*PROVIDED DATA*:
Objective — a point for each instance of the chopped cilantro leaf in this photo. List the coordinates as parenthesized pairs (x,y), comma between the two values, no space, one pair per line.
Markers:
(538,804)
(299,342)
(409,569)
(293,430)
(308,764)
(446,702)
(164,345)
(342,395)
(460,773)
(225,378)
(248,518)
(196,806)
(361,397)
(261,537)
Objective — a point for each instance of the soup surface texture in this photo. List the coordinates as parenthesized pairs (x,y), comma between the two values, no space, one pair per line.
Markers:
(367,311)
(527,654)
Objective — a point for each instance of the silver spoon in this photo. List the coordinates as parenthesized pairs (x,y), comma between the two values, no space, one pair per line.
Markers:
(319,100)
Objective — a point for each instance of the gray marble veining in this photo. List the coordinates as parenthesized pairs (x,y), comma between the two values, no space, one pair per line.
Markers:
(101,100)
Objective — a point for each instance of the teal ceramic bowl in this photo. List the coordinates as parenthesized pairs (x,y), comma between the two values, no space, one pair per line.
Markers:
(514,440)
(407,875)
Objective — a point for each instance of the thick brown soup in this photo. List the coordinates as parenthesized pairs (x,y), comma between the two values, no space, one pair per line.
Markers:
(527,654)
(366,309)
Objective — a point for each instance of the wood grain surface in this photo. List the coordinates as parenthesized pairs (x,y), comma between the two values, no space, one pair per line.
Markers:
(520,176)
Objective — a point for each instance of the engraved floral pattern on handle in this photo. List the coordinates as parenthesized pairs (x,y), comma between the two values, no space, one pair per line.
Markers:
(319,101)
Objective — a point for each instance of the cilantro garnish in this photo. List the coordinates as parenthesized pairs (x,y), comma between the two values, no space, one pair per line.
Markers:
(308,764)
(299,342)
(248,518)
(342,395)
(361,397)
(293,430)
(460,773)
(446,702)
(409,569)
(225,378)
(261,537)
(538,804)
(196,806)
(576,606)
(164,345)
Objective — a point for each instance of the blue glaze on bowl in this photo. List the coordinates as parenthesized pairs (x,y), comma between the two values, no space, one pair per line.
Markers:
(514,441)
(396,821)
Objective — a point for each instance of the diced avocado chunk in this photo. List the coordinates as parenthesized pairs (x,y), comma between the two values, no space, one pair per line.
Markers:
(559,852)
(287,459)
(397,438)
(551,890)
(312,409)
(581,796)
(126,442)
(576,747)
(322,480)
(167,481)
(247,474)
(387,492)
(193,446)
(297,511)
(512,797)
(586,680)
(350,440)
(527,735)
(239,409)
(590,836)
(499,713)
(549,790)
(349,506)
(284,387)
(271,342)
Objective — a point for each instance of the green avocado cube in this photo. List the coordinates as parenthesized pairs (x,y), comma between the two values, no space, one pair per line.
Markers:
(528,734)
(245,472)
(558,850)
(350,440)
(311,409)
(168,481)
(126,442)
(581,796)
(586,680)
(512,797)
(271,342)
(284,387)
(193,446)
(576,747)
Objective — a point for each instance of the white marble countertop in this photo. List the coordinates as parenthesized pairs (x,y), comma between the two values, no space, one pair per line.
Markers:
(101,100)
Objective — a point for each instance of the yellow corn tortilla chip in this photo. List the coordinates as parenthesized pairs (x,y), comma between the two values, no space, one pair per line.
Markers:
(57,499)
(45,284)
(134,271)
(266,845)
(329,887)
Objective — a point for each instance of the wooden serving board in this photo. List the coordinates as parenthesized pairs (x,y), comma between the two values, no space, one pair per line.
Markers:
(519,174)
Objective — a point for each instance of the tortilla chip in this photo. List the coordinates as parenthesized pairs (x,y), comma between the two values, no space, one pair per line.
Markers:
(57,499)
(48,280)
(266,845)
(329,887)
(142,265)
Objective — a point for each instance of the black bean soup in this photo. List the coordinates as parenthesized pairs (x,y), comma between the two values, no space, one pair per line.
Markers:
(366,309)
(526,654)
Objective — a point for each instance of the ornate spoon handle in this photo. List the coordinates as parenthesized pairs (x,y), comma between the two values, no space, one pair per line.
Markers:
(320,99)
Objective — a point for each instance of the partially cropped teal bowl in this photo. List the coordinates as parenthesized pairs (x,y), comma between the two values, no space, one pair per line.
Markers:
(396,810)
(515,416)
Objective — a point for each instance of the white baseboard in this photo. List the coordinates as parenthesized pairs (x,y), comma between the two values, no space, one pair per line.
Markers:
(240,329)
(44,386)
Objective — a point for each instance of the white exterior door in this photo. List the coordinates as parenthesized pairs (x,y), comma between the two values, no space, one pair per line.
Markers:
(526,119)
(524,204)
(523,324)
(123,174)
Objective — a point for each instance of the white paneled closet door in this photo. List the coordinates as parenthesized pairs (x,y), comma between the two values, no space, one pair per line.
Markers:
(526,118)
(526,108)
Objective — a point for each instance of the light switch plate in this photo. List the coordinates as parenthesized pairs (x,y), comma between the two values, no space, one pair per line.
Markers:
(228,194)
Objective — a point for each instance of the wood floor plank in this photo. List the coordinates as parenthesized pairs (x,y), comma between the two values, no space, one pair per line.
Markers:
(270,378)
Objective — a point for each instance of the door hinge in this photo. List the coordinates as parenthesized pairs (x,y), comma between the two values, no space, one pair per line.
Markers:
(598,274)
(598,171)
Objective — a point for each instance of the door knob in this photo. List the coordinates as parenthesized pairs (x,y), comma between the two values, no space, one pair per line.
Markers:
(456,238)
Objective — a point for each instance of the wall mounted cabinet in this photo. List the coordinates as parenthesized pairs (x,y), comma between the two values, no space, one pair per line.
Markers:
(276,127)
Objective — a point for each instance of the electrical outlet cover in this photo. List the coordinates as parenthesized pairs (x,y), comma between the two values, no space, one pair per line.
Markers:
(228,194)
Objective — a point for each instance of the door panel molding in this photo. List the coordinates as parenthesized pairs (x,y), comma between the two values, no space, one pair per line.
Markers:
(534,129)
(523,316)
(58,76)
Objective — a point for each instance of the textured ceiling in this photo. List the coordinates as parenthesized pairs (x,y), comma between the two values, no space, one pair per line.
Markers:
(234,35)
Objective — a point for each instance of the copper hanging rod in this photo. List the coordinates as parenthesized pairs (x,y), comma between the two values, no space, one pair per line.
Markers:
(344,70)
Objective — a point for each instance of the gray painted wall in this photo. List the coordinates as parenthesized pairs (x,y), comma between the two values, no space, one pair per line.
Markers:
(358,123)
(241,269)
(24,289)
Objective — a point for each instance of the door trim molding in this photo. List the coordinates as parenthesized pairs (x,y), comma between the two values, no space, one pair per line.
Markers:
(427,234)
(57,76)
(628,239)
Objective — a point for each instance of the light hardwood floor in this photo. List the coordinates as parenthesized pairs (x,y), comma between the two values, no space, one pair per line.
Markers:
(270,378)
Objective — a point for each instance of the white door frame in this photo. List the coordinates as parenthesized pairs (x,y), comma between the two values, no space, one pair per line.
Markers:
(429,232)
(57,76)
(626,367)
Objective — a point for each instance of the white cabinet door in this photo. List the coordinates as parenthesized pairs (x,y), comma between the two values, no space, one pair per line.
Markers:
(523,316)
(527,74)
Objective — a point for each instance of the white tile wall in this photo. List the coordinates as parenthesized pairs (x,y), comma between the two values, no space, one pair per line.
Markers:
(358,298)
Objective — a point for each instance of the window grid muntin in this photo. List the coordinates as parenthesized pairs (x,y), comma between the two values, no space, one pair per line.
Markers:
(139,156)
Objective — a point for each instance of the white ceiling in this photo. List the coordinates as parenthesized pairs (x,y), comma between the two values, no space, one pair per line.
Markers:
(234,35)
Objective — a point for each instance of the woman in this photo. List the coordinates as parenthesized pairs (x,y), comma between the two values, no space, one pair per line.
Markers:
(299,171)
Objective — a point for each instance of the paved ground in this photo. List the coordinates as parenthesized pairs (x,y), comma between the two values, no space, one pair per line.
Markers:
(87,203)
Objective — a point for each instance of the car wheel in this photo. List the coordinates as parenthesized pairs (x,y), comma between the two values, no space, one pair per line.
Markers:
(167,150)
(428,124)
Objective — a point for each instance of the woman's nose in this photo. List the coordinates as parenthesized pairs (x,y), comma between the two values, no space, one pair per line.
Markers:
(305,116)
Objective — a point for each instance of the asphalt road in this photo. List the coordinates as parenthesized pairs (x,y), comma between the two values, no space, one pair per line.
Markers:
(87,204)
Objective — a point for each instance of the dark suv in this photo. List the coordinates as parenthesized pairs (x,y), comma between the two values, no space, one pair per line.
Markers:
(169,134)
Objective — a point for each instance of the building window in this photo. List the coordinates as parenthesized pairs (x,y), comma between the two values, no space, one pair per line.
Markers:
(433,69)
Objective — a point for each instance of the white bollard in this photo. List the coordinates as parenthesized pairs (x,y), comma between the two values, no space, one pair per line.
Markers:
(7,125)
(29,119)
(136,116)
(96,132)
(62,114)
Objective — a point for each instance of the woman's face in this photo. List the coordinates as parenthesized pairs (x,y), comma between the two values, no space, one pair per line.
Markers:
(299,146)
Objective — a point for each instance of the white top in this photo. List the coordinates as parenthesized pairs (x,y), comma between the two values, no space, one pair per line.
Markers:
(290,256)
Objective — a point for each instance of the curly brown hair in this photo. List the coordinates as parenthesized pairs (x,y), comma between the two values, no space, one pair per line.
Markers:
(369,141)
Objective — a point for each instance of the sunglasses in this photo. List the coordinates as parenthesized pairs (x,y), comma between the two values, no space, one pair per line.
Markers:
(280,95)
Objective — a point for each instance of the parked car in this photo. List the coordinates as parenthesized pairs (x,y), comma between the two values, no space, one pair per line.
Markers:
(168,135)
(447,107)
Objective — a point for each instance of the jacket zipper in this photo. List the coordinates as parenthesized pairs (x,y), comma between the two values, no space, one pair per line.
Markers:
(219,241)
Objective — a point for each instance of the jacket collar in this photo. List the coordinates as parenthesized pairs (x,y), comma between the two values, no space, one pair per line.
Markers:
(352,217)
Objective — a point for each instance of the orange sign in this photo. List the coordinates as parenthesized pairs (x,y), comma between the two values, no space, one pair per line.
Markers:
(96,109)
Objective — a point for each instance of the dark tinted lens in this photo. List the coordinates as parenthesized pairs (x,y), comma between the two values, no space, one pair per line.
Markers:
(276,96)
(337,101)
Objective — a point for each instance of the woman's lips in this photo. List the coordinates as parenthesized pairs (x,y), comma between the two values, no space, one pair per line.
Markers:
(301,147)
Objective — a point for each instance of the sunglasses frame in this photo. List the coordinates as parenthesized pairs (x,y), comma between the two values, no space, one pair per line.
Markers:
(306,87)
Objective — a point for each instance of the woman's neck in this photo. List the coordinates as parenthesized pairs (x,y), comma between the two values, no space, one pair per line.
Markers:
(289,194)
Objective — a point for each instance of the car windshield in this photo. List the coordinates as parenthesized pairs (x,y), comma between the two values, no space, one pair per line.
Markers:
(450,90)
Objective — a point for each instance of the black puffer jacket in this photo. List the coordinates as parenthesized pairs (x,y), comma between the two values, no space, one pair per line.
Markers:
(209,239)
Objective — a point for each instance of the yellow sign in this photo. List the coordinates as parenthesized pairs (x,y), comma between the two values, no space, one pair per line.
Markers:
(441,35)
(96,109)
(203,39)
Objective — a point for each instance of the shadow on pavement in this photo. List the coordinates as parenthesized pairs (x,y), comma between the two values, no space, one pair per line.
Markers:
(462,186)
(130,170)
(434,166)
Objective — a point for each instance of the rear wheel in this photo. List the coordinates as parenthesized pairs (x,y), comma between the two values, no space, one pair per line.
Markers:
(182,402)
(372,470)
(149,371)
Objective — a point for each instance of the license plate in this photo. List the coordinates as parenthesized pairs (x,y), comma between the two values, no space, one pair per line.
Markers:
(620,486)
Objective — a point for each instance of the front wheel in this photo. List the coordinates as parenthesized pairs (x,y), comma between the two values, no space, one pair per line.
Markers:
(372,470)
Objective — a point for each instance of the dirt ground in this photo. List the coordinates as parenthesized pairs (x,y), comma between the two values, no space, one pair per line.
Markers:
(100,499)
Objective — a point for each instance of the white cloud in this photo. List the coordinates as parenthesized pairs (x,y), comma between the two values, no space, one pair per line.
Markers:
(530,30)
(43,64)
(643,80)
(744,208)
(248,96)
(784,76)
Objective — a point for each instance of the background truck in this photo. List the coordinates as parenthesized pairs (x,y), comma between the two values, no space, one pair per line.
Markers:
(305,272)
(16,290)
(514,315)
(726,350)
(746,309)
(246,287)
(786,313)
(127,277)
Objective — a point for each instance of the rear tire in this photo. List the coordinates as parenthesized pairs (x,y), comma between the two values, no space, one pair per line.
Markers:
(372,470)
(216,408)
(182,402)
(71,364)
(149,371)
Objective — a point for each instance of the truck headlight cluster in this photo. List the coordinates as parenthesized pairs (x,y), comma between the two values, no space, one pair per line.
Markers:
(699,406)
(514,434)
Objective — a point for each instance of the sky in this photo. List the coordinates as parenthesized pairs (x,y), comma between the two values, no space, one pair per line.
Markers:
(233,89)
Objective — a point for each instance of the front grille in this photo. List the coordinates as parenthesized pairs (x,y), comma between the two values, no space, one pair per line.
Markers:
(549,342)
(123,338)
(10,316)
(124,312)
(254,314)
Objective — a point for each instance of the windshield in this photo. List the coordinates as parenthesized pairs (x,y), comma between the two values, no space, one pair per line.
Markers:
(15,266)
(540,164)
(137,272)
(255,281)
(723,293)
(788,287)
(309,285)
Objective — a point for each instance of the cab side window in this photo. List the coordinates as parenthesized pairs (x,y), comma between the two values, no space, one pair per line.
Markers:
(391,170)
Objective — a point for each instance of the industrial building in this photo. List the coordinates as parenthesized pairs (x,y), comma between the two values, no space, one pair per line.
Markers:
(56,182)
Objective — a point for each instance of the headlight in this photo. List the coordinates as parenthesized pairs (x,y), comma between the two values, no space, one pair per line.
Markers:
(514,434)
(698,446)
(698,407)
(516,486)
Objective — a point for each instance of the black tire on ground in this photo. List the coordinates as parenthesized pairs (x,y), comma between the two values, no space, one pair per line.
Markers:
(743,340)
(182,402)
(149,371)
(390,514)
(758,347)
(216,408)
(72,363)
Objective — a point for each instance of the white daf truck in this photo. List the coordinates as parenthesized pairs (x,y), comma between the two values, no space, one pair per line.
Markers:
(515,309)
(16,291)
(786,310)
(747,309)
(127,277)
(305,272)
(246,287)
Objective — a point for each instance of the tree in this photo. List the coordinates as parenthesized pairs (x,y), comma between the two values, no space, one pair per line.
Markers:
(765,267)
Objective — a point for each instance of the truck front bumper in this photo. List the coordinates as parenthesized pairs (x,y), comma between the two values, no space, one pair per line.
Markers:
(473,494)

*THE PROBLEM*: Extract every line from the one containing "Objective — a point for each instance of the tree" to the end of the entries, including both of those lines, exactly as given and with nothing added.

*REPLY TO THE TASK*:
Objective — a point for each instance of the tree in this photo. List the coordinates as parenthesized pairs (x,y), comma between the two values, no space, one pair per line.
Markers:
(765,267)
Objective — a point for each instance of the truck front bumper in this photo. List the coordinates as parenthesized pairs (x,y), comma between the two values, no space, one pair per line.
Markers:
(473,494)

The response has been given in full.